### SELECTED PASSAGE
********************
T.J. Houshmandzadeh, Seahawks
It's a bit perplexing when Houshmandzadeh goes from three consecutive 90-catch seasons in Cincinnati to 79 in his first year in Seattle. While many consider his debut with the Seahawks to be a bust, he actually gained 911 yards, seven more than in his final season with Cincinnati. Still, Housh went from a 7-10 touchdown guy to three in the Pacific Northwest. Better utilized as a secondary option due to his precise route-running skills, Seattle was banking on him being their No. 1 receiver. With an aging Matt Hasselbeck (who was injured most of the season) and a group of backups, it's no wonder that Houshmandzadeh put up such poor numbers. The running game doesn't scare anybody, and John Carlson has become the bailout option on broken plays. Unfortunately, Houshmandzadeh is out of his element in Seattle, and the 32-year-old wide receiver will have trouble topping 900 yards and four touchdowns. Think WR3 at best.
********************
### DATASET EXTRACT
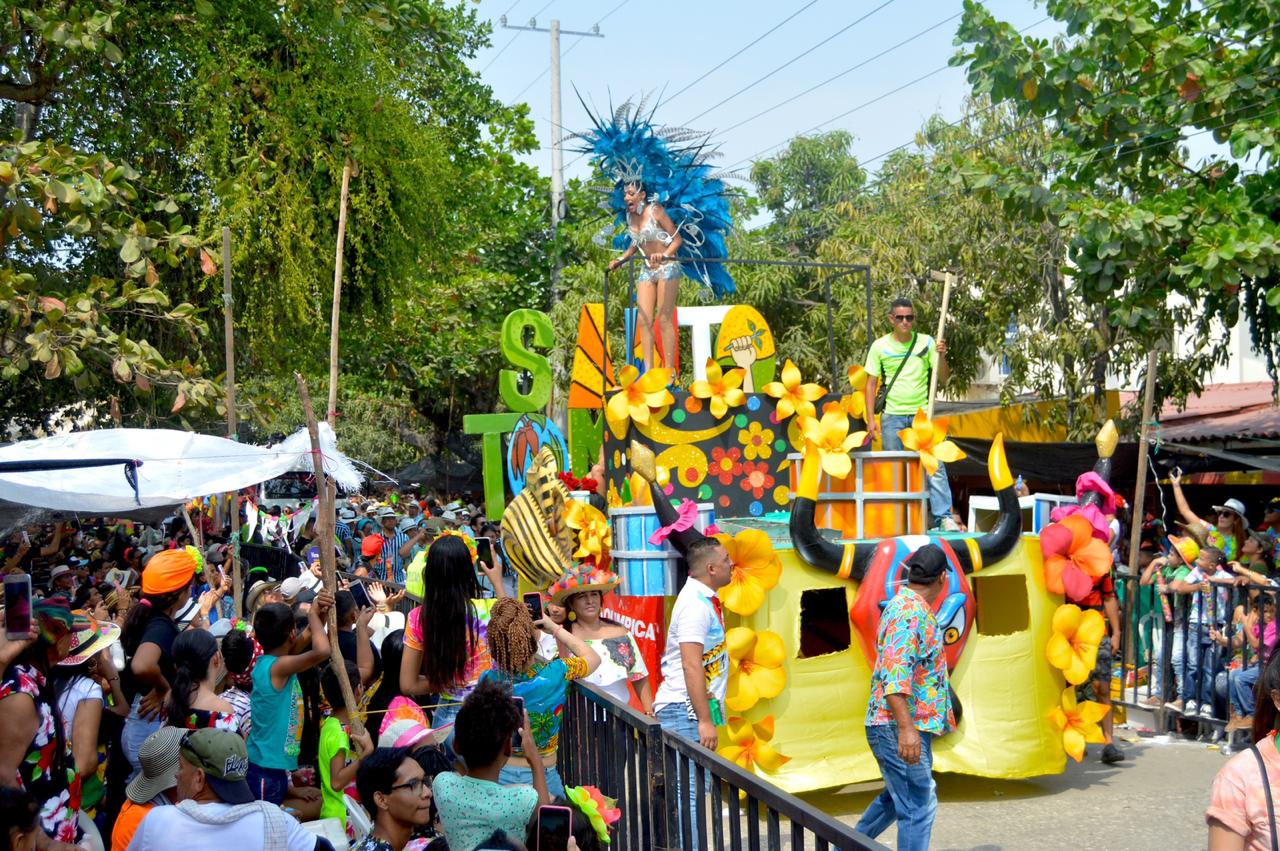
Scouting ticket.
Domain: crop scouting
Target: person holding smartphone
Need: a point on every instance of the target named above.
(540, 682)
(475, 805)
********************
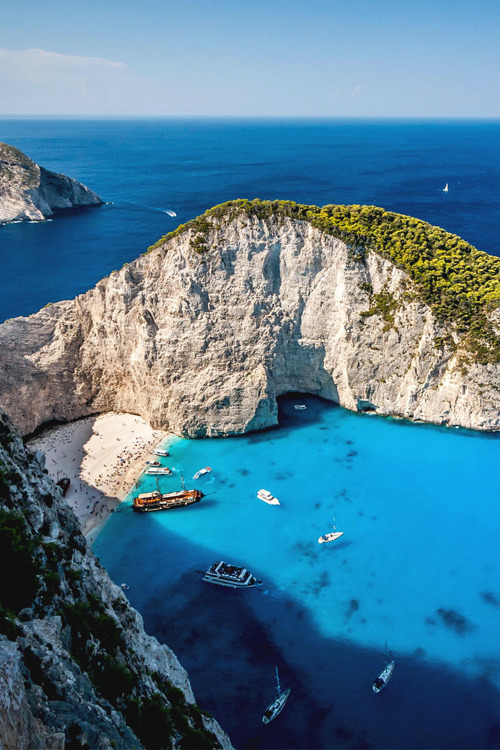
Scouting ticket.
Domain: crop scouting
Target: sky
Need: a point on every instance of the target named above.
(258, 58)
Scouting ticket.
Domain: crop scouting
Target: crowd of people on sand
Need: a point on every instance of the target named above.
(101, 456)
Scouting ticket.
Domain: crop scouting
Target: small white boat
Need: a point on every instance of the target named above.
********************
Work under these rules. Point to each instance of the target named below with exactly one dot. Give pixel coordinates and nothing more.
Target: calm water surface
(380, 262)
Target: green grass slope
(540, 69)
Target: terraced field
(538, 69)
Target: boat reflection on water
********************
### YOUR OBJECTIVE
Reproduce the whole passage on T.J. Houshmandzadeh above word for word.

### YOUR RESPONSE
T.J. Houshmandzadeh, Seahawks
It's a bit perplexing when Houshmandzadeh goes from three consecutive 90-catch seasons in Cincinnati to 79 in his first year in Seattle. While many consider his debut with the Seahawks to be a bust, he actually gained 911 yards, seven more than in his final season with Cincinnati. Still, Housh went from a 7-10 touchdown guy to three in the Pacific Northwest. Better utilized as a secondary option due to his precise route-running skills, Seattle was banking on him being their No. 1 receiver. With an aging Matt Hasselbeck (who was injured most of the season) and a group of backups, it's no wonder that Houshmandzadeh put up such poor numbers. The running game doesn't scare anybody, and John Carlson has become the bailout option on broken plays. Unfortunately, Houshmandzadeh is out of his element in Seattle, and the 32-year-old wide receiver will have trouble topping 900 yards and four touchdowns. Think WR3 at best.